### Work to be completed
Reproduce verbatim everything in the tourism recovery article from "To date, digital" down to "was also vital.".

### Provided text
_____
This is especially true for South Africa, where tourism is a major driver of its economy and contributes R425-billion or 8.6% towards the GDP.
LIFT co-founder and chief executive Jonathan Ayache said the industry has shown resilience despite experiencing record lows during the pandemic.
"What we’ve learnt is that flexibility and the ability to adapt to the challenges presented within a post-pandemic operating environment is what will separate the surviving businesses in this vital sector from those that will succumb to the turbulence.
“It’s been almost a year since we launched LIFT, and things are going very well despite the uncertain environment. We are very excited to see domestic and international travel open up, but we must all be mindful that the pandemic is not over, waves are still a reality, and the focus needs to be firmly on offering customers great service, flexibility and giving them peace of mind when booking their travel,” he said.
Vaccinations, lockdowns and travel trends
Lockdown and travel restrictions will likely continue to be a facet of our daily lives for the foreseeable future. Wrenelle Stander, the newly appointed chief executive of the Airlines Association of Southern Africa, expects the domestic aviation markets in Southern Africa to only recover to 2019 levels by the year 2023. International travel is expected to get back to “normal” or pre-Covid levels by 2024.
“Adaptation is crucial. For example, when we look at countries like Israel, who despite making great efforts to drive vaccinations have had to adapt to the unexpected resurgence of infections, we are reminded of the unpredictability of the virus,” added Ayache.
Ayache believes innovation and rapid technological adoption will also play a vital role in getting global travel and tourism to pre-Covid levels. The International Air Transport Association (Iata) has re-emphasised the crucial need for digital solutions which will allow for the reopening of borders without quarantine. Iata stated that without these digitalising document-checking processes, the average processing time at airports worldwide might increase to eight hours if airport traffic returns back to pre-pandemic (2019) levels.
To date, digital travel passes have proven to be an imperative measure for those looking to travel abroad, but the lack of standardisation is creating mass confusion.
Ayache added that closer collaboration with the government to create a more sustainable operating environment for businesses was also vital.
_____
### Exercise data
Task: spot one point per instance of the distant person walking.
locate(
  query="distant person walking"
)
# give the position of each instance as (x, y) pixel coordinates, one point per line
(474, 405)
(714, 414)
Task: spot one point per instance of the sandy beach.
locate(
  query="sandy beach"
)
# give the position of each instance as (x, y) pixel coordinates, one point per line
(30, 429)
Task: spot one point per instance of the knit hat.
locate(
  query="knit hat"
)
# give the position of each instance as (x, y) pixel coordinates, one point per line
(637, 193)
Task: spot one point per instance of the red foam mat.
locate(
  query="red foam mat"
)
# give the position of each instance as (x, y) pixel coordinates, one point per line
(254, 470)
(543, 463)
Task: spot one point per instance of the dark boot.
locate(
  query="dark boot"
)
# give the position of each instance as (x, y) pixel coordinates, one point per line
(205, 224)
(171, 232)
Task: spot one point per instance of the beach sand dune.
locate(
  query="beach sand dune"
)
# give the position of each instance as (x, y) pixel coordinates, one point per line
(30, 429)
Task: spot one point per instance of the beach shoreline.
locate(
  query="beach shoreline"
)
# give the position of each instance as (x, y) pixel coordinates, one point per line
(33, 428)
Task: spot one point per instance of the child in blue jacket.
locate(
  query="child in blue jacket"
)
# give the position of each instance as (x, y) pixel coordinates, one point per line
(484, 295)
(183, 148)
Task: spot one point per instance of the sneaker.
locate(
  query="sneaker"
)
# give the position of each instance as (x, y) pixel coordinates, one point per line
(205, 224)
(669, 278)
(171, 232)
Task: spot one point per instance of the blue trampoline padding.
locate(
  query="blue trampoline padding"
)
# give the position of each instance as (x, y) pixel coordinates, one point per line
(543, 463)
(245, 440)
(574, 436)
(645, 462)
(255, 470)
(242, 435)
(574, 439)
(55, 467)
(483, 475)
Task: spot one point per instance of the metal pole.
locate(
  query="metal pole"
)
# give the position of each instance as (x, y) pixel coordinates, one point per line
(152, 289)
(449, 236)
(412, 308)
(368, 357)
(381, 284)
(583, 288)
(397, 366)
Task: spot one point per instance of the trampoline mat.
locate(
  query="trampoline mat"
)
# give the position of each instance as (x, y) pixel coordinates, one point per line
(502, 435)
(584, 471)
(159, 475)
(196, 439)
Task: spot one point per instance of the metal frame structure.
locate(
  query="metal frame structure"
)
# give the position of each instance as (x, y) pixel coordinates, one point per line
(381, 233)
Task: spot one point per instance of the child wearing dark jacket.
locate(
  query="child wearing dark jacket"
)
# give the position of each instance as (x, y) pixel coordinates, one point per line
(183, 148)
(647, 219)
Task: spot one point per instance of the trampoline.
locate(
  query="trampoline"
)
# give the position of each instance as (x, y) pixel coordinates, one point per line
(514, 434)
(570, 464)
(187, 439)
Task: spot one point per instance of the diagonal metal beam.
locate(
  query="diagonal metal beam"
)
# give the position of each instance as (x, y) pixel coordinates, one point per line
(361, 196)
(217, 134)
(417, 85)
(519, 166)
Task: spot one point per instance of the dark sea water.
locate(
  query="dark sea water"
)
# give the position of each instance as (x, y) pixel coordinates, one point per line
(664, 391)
_____
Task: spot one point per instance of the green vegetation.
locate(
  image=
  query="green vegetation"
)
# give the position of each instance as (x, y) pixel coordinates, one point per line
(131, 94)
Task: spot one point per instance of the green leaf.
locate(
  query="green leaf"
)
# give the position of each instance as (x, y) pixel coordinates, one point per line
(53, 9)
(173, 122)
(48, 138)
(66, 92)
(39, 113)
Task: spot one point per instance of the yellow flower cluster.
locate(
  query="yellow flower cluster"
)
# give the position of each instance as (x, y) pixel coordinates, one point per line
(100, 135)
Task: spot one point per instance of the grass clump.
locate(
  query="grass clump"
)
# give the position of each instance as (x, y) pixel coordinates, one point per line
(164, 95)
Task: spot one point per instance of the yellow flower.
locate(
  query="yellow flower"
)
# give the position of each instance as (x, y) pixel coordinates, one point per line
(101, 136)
_____
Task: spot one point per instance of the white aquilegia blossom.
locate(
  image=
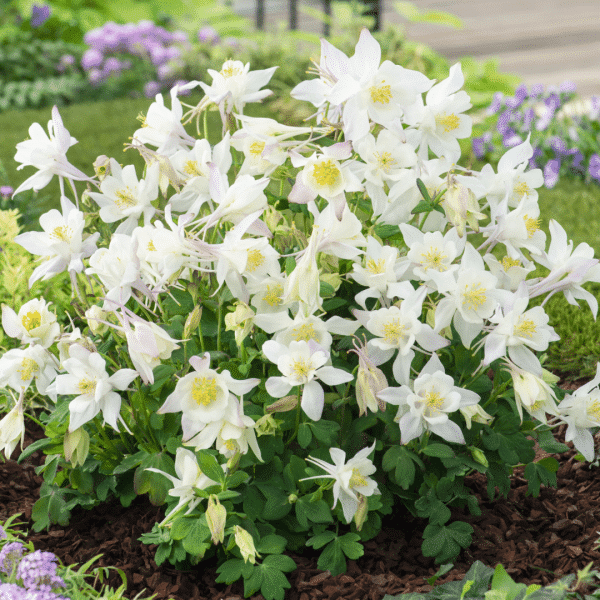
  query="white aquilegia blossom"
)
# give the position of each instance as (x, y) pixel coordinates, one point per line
_____
### Result for this task
To date, digital travel passes have proven to be an imperative measure for those looking to travel abroad, but the lack of standardisation is creating mass confusion.
Ayache added that closer collaboration with the government to create a more sustainable operating environment for businesses was also vital.